Exercise objective
Copy the lines of the listing below word for word, from the line with "the dark brown" to the line with "(759, 1077)", including both of those lines.

Data section
========================
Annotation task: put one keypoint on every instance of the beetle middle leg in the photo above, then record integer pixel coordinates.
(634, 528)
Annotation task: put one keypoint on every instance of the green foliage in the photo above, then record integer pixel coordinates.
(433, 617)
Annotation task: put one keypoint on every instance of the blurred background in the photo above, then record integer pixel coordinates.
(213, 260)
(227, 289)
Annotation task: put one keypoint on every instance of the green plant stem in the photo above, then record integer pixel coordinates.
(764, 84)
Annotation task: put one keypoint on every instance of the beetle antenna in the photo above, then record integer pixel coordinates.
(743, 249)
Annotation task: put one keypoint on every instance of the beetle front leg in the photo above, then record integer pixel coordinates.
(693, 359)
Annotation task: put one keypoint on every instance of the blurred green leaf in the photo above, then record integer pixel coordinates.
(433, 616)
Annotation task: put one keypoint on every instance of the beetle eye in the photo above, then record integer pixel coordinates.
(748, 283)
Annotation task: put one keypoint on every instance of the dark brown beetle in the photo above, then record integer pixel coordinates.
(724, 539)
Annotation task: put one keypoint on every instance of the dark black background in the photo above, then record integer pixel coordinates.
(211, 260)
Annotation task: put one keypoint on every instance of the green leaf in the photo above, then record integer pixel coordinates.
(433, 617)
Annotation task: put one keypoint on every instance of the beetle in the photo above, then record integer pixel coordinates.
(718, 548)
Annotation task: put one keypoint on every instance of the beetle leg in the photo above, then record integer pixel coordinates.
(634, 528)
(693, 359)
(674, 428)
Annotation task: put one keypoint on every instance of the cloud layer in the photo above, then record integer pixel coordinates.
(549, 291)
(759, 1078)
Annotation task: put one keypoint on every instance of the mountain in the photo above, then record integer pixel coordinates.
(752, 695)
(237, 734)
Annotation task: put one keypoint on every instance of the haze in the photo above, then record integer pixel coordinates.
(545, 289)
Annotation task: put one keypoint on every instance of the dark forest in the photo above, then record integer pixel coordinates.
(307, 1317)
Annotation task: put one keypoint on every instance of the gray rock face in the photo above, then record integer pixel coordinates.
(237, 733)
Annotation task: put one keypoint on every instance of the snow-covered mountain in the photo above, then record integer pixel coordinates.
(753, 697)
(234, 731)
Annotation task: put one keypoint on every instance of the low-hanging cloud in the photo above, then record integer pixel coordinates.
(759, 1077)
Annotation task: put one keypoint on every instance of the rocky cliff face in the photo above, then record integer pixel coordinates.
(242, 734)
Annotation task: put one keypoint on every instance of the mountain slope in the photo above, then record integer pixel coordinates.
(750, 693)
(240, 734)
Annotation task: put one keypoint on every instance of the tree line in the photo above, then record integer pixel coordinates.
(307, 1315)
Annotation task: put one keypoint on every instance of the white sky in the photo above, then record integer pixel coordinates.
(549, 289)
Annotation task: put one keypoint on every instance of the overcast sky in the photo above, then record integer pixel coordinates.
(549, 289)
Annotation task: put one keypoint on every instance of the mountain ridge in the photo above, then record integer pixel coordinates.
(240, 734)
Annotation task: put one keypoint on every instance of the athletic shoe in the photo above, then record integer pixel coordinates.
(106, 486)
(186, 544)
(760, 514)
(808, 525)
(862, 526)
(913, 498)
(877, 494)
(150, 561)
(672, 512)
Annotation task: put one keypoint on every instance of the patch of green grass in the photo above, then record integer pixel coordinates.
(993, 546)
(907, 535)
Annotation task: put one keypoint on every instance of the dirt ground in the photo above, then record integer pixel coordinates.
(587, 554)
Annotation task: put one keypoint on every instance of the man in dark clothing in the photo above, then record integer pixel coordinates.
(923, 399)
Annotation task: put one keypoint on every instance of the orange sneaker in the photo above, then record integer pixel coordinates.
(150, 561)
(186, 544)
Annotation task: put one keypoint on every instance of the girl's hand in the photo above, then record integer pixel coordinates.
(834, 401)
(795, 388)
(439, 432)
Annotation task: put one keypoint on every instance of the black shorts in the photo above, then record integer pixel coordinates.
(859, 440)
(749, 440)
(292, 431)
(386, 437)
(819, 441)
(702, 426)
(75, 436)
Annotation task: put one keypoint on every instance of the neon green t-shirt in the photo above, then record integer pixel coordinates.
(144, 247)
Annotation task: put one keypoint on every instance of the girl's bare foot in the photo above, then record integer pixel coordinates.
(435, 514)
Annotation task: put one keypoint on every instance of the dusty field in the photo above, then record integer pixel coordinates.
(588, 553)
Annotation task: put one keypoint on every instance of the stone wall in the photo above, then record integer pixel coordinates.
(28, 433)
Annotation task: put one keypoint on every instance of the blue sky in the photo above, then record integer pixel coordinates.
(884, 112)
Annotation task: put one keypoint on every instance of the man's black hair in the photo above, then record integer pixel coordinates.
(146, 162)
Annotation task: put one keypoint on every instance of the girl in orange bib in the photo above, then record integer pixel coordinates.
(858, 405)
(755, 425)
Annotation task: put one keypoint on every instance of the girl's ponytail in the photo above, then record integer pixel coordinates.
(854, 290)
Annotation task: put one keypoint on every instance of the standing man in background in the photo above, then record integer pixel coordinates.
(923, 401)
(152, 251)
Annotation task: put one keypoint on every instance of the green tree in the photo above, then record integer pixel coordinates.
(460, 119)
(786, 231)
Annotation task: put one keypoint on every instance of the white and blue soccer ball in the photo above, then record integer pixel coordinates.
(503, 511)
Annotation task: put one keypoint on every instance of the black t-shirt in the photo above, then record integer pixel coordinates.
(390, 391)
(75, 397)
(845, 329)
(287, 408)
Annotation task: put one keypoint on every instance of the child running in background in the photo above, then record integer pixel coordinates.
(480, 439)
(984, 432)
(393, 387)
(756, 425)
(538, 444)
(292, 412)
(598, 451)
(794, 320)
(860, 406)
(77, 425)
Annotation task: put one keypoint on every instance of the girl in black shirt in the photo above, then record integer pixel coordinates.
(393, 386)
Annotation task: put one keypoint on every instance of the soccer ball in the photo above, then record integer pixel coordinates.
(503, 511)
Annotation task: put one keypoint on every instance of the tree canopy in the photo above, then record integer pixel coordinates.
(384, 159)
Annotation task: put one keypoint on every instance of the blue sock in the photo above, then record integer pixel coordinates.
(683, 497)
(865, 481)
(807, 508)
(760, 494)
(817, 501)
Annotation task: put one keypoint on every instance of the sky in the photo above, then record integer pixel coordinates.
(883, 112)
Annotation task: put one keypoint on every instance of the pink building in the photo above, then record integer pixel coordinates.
========================
Result of the exercise
Annotation task: put one keypoint on every instance of the dark brown beetle in the photo above, then record integer pixel coordinates.
(724, 539)
Annotation task: put one keypoint on every instance of the dark black background in the photo above, then record integer pixel coordinates.
(211, 260)
Annotation task: put one keypoint on every instance of the green leaf in the photo above, then record integer pixel coordinates.
(433, 617)
Annotation task: put one keypoint on every instance of the beetle in the photo above, then record integer pixel coordinates.
(718, 548)
Annotation task: put one keypoint on every instance of the beetle leg in the photo above, then record integer pixel coordinates.
(634, 528)
(693, 359)
(674, 428)
Annotation task: put one keypoint on every instance of the cloud layer in the photo above, then record integer pixel coordinates.
(549, 291)
(759, 1078)
Annotation task: put one keypoint on every instance of the mountain in the photo above, then record integer pixel coordinates.
(752, 695)
(237, 734)
Annotation task: put one keypoint on every instance of the haze in the photo above, then record integer pixel coordinates.
(545, 289)
Annotation task: put one keypoint on every instance of the dark forest in the photo above, then record integer pixel coordinates.
(307, 1317)
Annotation task: put one keypoint on every instance of the gray rock face in the photo above, then record integer pixel coordinates.
(237, 733)
Annotation task: put one keypoint on every instance of the snow-covered mountain in the photo above, then record integer pixel coordinates.
(753, 697)
(234, 731)
Annotation task: put one keypoint on every instance of the low-hanging cloud in the photo above, then record integer pixel coordinates.
(759, 1077)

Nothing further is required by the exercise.